◆ SELECTED EXCERPT
— BEGIN —

Read in that order. No incompletes or duds this year.

It’s my usual mix of science fiction (How to live…, Seveneves, Embassytown, Children of Dune), fantasy (Harry Potter, The Wise Man’s Fear) and historical fiction (Q, Golden Mean), with a dash of “coming of age” (The Cat’s Table). Purity and A Thousand Splendid Suns sit outside my wheelhouse and I thank my sister for those. I found ten of the thirteen novels at Value Village. Still rocking the serendipity-driven reading plan.

Children’s Fiction Read in 2016

Read with the girls:

Adventure!

Top Three Fiction Reads in 2016

Oh boy! Can I pick more than three? No?

Seveneves by Neal Stephenson

“As it turned out, imagining the fate of seven billion people was far less emotionally affecting than imagining the fate of one.”

The moon explodes. Within two years moon parts will rain down on earth, destroying the planet’s surface. 1,500 humans are selected to live in space, the other 7 billion will die. The only plan is to orbit earth and survive the 5000 year wait until the planet is re-habitable. The page count is worth it. Includes orbital-mechanics porn.

A Thousand Splendid Suns by Khaled Hosseini

Summarized in a quote and a poem:

“Learn this now and learn this well, my daughter: Like a compass needle that points north, a man’s accusing finger always finds a woman.”
- Khaled Hosseini

“Every street of Kabul is enthralling to the eye
Through the bazaars, caravans of Egypt pass
One could not count the moons that shimmer on her roofs
And the thousand splendid suns that hide behind her walls”
- 17th-century Iranian poet Saib Tabriz

Children of Dune by Frank Herbert

“The malady of indifference is what destroys many things. Yes, even civilizations die of it. It’s as though that were the price demanded for achieving new levels of complexity or consciousness.”

Where there is energy there is struggle. Abandon certainty! That’s life’s deepest command. The only order is the order we create ourselves. Fear is still the mind killer. :)

Non-Fiction Read in 2016

I first attempted to read the Annotated Turing in 2013. In 2016 I forced myself to persevere by promising to give a “Papers we Love” talk on Alan Turing’s 1936 paper on computable numbers. Charles Petzold’s book is an heavily annotated version of Turing’s paper. I enjoyed the process of reading the book, grokking Turing’s Universal Machines, and giving the talk. I also got to reconnect with my year 2000 engineering thesis advisor, Bob McLeod, who attended the talk and asked some tough questions at the end. The slides for the talk can be seen here.

— END —

◆ EXERCISE SET
(a) In the 2016 reading post, at what store were ten of the thirteen novels found?
(b) Write out everything in the 2016 reading post from "Children of Dune by" down to "mind killer. :)", swapping "civilizations" for "empires".

◆ EXCERPTED RECORDS

— BEGIN —

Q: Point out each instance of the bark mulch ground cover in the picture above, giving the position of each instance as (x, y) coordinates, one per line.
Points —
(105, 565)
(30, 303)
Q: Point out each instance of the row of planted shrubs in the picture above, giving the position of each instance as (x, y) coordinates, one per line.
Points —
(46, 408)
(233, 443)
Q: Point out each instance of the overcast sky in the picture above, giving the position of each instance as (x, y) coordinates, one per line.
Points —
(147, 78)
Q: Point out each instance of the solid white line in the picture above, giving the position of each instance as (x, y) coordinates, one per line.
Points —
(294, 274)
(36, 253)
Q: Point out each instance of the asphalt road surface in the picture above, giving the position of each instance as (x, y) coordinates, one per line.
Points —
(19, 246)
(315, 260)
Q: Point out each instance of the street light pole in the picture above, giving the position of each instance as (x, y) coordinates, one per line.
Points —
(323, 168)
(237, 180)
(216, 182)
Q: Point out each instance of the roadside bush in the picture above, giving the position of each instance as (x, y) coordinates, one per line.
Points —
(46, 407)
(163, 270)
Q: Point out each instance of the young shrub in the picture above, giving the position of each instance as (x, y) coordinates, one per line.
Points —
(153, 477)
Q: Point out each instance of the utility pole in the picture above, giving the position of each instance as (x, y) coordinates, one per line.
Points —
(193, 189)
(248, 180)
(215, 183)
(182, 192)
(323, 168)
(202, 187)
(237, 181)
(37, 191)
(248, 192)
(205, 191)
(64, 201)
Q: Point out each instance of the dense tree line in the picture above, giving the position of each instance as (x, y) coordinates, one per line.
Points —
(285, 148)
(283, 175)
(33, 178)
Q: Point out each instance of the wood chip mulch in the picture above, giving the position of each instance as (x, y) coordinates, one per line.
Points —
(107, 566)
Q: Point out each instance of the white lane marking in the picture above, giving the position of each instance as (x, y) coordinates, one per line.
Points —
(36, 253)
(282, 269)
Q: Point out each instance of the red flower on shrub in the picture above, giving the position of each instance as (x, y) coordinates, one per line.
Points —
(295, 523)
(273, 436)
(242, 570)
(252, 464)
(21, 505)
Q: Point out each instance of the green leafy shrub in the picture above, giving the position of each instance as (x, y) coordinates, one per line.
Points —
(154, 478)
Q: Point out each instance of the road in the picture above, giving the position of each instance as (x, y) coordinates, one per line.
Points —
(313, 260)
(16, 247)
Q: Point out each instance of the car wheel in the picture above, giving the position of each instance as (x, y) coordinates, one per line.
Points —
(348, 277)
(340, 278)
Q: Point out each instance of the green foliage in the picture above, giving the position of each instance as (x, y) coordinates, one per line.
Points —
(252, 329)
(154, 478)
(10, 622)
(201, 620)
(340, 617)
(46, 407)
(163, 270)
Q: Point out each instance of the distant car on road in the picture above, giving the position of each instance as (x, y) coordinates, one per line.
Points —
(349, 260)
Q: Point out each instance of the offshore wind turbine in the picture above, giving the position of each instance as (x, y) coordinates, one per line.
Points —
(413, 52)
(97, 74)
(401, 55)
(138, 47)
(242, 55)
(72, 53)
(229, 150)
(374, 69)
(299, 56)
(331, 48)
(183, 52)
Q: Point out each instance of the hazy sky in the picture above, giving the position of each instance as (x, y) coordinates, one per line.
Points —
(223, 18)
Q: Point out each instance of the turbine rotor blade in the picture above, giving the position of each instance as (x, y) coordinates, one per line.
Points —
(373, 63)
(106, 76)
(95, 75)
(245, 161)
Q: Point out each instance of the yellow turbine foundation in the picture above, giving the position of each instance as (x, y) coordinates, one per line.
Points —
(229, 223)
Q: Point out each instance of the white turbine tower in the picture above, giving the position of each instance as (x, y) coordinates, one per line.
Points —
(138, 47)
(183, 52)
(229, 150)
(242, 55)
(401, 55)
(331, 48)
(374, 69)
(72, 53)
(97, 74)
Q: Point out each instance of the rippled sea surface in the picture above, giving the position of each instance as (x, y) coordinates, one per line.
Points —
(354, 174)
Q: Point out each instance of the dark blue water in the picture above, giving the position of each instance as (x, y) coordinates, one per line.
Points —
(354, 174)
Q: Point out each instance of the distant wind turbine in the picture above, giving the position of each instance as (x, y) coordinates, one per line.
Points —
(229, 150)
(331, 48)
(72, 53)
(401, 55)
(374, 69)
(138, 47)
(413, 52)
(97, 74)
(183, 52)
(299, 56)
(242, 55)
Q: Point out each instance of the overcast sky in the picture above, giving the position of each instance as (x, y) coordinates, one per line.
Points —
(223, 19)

— END —
— BEGIN —

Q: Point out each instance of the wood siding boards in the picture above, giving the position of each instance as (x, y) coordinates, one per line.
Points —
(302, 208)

— END —

◆ ANSWERS PER TASK
(a) Value Village

(b)
Children of Dune by Frank Herbert

“The malady of indifference is what destroys many things. Yes, even empires die of it. It’s as though that were the price demanded for achieving new levels of complexity or consciousness.”

Where there is energy there is struggle. Abandon certainty! That’s life’s deepest command. The only order is the order we create ourselves. Fear is still the mind killer. :)